------ Supplied records

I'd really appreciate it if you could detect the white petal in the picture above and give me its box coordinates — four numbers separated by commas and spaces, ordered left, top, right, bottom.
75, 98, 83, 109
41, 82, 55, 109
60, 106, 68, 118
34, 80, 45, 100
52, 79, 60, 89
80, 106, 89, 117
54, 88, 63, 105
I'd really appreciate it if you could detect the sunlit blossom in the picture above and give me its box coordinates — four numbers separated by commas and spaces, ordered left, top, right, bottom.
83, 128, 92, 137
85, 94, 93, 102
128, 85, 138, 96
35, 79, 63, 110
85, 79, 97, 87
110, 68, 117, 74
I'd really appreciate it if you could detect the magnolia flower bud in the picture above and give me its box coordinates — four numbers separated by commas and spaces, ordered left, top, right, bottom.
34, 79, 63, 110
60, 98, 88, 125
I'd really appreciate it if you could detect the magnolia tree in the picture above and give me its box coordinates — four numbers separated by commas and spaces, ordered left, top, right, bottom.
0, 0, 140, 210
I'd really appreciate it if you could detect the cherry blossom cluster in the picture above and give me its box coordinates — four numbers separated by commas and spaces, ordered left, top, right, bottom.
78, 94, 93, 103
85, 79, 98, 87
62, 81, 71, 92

------------
------ Supplied records

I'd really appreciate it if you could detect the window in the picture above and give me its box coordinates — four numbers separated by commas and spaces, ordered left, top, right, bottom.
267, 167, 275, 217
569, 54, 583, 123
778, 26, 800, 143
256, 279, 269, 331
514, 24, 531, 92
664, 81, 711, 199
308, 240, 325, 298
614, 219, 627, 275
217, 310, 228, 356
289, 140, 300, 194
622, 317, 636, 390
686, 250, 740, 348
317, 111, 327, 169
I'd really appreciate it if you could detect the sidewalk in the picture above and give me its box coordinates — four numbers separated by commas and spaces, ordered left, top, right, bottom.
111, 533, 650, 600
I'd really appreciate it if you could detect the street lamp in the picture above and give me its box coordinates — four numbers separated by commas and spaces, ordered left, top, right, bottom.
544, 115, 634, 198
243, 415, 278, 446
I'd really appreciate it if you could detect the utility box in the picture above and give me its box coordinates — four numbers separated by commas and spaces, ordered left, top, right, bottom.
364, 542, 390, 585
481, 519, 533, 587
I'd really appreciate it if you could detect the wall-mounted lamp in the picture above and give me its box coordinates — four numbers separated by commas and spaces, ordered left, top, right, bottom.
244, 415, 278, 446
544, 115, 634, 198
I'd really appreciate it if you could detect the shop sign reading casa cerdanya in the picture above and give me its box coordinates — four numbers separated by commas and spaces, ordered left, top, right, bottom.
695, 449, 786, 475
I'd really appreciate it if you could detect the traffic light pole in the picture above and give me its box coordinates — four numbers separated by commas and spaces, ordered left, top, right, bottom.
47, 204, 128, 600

------------
------ Supplied records

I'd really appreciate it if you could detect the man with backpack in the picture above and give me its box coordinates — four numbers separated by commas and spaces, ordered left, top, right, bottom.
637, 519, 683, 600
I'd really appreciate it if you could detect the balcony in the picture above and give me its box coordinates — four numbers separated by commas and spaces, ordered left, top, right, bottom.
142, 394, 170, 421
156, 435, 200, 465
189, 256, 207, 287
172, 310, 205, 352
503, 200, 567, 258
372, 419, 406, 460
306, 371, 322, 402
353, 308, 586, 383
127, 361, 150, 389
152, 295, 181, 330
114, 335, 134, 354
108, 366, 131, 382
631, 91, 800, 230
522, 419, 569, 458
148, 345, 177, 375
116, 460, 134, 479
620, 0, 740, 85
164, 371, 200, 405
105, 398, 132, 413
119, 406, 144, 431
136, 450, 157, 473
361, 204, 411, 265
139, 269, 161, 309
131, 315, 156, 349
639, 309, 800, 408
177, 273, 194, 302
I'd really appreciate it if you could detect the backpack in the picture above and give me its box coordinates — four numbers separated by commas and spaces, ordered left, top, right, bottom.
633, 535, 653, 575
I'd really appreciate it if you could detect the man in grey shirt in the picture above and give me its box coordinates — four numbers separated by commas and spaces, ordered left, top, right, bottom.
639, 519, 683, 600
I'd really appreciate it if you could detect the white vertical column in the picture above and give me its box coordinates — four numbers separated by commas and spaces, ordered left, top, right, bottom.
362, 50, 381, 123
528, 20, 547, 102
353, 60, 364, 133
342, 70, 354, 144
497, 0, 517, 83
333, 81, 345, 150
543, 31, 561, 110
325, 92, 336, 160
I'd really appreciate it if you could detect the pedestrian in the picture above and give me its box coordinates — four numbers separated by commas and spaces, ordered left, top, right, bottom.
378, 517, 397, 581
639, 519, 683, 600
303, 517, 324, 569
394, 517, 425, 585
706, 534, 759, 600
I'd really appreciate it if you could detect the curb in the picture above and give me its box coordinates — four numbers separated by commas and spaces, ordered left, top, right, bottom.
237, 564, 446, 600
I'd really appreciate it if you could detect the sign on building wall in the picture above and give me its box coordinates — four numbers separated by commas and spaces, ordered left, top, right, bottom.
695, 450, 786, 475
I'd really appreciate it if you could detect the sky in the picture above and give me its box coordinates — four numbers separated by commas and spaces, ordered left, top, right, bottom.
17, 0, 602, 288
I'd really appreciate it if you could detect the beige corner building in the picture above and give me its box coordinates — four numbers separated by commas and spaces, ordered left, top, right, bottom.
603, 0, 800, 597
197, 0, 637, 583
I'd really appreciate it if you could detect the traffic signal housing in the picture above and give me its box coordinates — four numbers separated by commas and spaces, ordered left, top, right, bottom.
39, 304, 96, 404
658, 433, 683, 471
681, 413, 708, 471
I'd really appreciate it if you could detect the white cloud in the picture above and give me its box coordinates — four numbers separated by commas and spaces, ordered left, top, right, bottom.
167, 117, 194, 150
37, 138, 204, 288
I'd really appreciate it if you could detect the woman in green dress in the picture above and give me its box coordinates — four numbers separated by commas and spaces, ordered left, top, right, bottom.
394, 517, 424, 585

------------

Given problem>
Could you reproduce the listing verbatim, starting at the line that has "I'd really appreciate it if you could detect the sign" and stopping after the line that has "394, 517, 424, 585"?

Task solution>
I'd really appreciate it if you could detect the sign on building wall in the picture above and give me its box coordinates — four numbers separated by commas and spaces, ordered left, top, right, bottom.
695, 450, 786, 475
I'd really appreciate it if you could detect the sky in the picture above and give me its box coordinates — four numbers separated by commas and spaces, ordered left, top, right, bottom.
17, 0, 602, 288
I'd really appreciate it if you could detect the beige corner building in the picture above and give me its box coordinates — four numbers separated by commas and spaces, ordered left, top, right, bottom.
603, 0, 800, 597
197, 0, 637, 583
I'd really appreciate it if you could detect the traffic signal housing in the picture above and give me its box coordinates — four numbers separated by commas and spaces, ordered left, top, right, bottom.
39, 304, 96, 404
658, 433, 683, 471
681, 413, 708, 471
I'd really appreciate it if you could detect the white cloud in the picture above and give me its box coordinates — four numbers separated by commas and spaces, ordered left, top, right, bottom.
167, 117, 194, 150
37, 138, 204, 288
I'd really appreciate it if you could detect the woman in green dress in the picture above and give me its box coordinates — four numbers separated by commas and spaces, ordered left, top, right, bottom.
394, 517, 424, 585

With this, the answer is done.